Zapisane rekordy:

★ ★ ★

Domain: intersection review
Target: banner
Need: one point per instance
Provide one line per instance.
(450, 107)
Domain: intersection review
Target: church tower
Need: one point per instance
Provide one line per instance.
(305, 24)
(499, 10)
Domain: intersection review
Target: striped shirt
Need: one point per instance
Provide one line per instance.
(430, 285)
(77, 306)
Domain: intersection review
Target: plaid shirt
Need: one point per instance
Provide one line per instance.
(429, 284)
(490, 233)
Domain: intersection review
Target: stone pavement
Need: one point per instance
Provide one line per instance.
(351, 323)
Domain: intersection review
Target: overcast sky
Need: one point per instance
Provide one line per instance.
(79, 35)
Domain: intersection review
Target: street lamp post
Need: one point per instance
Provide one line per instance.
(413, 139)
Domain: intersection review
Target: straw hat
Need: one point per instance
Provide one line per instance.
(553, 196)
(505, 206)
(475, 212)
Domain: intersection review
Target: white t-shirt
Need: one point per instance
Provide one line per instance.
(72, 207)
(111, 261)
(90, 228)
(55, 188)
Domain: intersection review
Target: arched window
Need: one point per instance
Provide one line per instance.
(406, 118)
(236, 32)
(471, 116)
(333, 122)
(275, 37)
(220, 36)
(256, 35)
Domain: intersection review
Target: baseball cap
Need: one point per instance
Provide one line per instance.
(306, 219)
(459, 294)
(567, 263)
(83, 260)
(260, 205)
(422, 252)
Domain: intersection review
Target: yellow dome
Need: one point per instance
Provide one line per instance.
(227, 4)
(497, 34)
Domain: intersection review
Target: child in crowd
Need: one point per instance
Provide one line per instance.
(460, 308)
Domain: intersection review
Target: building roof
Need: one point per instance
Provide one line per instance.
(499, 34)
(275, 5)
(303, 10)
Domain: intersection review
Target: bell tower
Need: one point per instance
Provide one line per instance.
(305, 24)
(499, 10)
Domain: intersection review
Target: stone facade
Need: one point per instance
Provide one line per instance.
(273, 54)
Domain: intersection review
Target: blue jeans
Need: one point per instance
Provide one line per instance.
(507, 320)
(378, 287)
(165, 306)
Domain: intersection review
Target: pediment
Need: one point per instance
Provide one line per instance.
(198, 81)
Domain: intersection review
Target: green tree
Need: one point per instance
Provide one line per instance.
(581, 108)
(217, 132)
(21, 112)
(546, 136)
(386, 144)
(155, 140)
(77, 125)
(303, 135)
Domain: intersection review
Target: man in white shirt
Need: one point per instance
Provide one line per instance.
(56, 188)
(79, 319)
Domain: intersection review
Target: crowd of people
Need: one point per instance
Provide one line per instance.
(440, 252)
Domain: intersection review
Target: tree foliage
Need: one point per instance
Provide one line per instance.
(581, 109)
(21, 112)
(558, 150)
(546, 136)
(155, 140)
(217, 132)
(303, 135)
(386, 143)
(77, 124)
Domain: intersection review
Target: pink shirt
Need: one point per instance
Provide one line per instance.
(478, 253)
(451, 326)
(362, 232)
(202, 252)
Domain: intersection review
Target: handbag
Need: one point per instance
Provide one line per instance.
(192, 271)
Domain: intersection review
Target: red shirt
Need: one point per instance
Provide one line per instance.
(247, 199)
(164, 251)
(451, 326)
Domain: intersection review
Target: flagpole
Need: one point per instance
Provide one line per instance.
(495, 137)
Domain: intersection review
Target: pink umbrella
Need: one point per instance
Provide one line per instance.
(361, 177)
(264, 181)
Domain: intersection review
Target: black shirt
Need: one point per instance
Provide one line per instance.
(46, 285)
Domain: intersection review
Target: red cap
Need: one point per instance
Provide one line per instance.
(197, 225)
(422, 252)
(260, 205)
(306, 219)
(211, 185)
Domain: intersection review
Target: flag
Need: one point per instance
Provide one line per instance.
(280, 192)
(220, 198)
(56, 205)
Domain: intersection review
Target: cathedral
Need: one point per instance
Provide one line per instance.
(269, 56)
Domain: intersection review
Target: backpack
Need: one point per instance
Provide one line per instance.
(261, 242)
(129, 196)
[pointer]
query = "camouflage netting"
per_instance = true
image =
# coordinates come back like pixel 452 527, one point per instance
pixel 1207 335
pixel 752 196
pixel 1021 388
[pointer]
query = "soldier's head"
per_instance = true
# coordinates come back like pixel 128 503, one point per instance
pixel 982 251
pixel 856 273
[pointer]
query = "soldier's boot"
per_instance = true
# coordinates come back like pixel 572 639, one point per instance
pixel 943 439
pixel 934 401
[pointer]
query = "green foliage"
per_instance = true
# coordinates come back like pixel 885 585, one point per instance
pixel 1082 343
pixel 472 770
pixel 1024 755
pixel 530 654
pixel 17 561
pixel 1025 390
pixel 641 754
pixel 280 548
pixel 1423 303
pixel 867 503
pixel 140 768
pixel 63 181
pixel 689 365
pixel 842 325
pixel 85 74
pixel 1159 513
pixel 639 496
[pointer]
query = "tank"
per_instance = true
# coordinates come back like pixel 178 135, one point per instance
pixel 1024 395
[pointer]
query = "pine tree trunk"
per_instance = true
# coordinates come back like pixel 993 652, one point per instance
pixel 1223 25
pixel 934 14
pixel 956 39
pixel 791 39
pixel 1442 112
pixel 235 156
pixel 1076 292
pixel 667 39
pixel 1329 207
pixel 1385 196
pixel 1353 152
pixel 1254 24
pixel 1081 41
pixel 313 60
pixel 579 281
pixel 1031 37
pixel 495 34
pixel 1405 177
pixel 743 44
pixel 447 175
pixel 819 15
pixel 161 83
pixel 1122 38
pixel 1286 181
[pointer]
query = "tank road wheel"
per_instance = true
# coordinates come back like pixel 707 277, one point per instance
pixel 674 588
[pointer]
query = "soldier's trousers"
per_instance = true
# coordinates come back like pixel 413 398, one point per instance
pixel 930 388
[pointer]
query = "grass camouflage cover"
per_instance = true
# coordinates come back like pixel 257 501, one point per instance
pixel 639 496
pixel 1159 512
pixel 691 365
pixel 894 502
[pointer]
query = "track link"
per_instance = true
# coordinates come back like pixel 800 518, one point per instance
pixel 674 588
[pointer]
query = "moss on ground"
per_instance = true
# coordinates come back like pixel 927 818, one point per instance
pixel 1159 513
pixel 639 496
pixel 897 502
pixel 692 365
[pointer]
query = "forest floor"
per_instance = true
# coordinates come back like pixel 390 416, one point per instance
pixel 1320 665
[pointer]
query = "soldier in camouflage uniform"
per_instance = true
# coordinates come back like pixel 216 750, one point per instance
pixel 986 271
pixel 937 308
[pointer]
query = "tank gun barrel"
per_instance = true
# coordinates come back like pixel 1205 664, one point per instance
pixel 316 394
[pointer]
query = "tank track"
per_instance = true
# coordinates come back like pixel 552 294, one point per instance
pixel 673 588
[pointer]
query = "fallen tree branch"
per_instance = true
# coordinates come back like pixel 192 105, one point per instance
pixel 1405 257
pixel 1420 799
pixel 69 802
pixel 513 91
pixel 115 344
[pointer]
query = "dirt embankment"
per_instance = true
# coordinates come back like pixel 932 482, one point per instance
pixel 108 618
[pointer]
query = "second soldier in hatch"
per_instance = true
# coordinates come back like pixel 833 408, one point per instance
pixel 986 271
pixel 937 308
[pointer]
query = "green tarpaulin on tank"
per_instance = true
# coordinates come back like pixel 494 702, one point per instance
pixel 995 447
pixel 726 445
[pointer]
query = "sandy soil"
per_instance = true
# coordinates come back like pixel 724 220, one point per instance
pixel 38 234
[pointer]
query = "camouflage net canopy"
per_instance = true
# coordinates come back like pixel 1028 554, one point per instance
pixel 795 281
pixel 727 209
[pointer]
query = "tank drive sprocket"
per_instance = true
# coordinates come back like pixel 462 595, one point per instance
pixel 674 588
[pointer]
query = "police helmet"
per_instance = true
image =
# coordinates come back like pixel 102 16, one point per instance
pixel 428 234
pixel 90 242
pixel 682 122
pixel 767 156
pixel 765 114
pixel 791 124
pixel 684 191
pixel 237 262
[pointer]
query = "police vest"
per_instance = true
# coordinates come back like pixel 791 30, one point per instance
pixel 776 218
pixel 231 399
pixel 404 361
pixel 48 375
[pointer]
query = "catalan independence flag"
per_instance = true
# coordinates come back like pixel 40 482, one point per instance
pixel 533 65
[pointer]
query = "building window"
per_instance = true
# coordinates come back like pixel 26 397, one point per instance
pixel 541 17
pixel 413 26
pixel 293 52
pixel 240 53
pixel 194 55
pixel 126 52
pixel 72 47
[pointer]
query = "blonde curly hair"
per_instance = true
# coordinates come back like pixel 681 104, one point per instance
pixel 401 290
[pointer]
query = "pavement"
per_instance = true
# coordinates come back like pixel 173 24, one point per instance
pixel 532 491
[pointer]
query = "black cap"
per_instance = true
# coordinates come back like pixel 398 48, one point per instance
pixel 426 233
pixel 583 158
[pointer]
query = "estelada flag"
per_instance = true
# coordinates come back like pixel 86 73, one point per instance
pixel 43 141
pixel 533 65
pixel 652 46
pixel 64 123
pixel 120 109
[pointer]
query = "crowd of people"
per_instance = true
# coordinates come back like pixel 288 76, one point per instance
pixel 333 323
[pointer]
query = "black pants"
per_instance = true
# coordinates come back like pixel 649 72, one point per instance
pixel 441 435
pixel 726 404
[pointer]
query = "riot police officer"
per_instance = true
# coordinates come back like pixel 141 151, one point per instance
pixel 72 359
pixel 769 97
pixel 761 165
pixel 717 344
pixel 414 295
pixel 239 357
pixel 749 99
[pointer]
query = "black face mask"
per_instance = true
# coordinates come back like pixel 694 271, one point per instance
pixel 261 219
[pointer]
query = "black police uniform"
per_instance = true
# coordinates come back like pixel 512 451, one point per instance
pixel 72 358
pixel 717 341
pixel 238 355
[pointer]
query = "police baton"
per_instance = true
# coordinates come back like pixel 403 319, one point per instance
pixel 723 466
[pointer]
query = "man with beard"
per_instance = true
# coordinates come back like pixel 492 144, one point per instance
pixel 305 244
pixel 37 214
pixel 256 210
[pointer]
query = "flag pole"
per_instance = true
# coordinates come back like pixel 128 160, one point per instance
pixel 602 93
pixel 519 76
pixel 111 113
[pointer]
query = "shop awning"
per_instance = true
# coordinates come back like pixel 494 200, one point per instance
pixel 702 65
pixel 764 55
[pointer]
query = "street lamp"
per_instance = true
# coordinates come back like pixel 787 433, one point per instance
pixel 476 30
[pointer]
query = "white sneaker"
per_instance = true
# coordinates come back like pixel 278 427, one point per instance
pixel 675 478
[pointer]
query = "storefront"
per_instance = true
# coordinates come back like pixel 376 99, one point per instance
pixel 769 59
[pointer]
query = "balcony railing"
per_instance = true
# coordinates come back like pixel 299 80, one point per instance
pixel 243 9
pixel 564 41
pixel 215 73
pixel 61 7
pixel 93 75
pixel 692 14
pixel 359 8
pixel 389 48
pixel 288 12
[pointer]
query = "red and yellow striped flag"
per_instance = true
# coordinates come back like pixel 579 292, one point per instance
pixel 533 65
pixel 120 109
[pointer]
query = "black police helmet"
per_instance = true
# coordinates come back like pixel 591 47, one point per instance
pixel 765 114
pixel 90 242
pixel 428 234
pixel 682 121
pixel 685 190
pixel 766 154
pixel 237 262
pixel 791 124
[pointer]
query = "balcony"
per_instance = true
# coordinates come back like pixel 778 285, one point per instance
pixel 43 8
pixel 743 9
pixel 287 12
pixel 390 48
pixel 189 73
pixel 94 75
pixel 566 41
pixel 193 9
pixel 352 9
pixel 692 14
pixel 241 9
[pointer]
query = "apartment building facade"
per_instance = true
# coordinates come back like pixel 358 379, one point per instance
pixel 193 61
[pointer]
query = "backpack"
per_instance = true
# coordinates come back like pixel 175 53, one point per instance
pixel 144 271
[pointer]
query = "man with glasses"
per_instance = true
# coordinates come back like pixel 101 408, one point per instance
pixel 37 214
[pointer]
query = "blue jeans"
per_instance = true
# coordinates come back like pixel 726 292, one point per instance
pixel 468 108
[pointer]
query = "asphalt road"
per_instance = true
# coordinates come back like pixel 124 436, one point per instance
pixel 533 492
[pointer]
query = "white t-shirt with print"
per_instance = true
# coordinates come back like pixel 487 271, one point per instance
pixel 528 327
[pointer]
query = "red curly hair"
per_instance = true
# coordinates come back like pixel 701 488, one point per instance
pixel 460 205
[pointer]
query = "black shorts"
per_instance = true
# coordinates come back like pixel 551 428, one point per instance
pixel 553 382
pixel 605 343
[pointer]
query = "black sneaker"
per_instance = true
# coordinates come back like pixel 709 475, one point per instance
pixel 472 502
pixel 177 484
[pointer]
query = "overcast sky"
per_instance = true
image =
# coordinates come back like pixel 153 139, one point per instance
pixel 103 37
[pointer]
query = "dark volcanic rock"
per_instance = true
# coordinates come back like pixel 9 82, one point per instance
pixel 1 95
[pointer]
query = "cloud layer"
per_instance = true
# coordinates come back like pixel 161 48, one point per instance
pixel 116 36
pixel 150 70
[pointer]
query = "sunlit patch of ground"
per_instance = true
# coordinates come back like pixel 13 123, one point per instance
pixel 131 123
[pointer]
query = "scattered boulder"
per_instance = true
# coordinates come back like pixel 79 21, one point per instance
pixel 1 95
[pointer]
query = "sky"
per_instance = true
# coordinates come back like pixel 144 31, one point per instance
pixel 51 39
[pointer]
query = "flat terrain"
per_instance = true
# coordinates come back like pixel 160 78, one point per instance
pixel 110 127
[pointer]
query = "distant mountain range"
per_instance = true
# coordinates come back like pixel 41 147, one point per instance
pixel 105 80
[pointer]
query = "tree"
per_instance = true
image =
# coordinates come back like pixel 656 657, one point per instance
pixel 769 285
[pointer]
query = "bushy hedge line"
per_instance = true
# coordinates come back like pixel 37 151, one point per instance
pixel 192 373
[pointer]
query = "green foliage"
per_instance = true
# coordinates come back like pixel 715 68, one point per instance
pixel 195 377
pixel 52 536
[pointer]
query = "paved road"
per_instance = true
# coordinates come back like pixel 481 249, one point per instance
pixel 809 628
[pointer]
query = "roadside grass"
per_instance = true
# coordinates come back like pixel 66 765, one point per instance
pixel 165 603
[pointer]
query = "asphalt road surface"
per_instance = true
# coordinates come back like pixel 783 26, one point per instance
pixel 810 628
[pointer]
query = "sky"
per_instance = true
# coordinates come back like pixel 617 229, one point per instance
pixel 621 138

★ ★ ★

Które wiersze powyższych rekordów zawierają słowo „street”? Przepisz każdy z nich w całości.

* ODPOWIEDŹ:
Target: street lamp post
query = "street lamp"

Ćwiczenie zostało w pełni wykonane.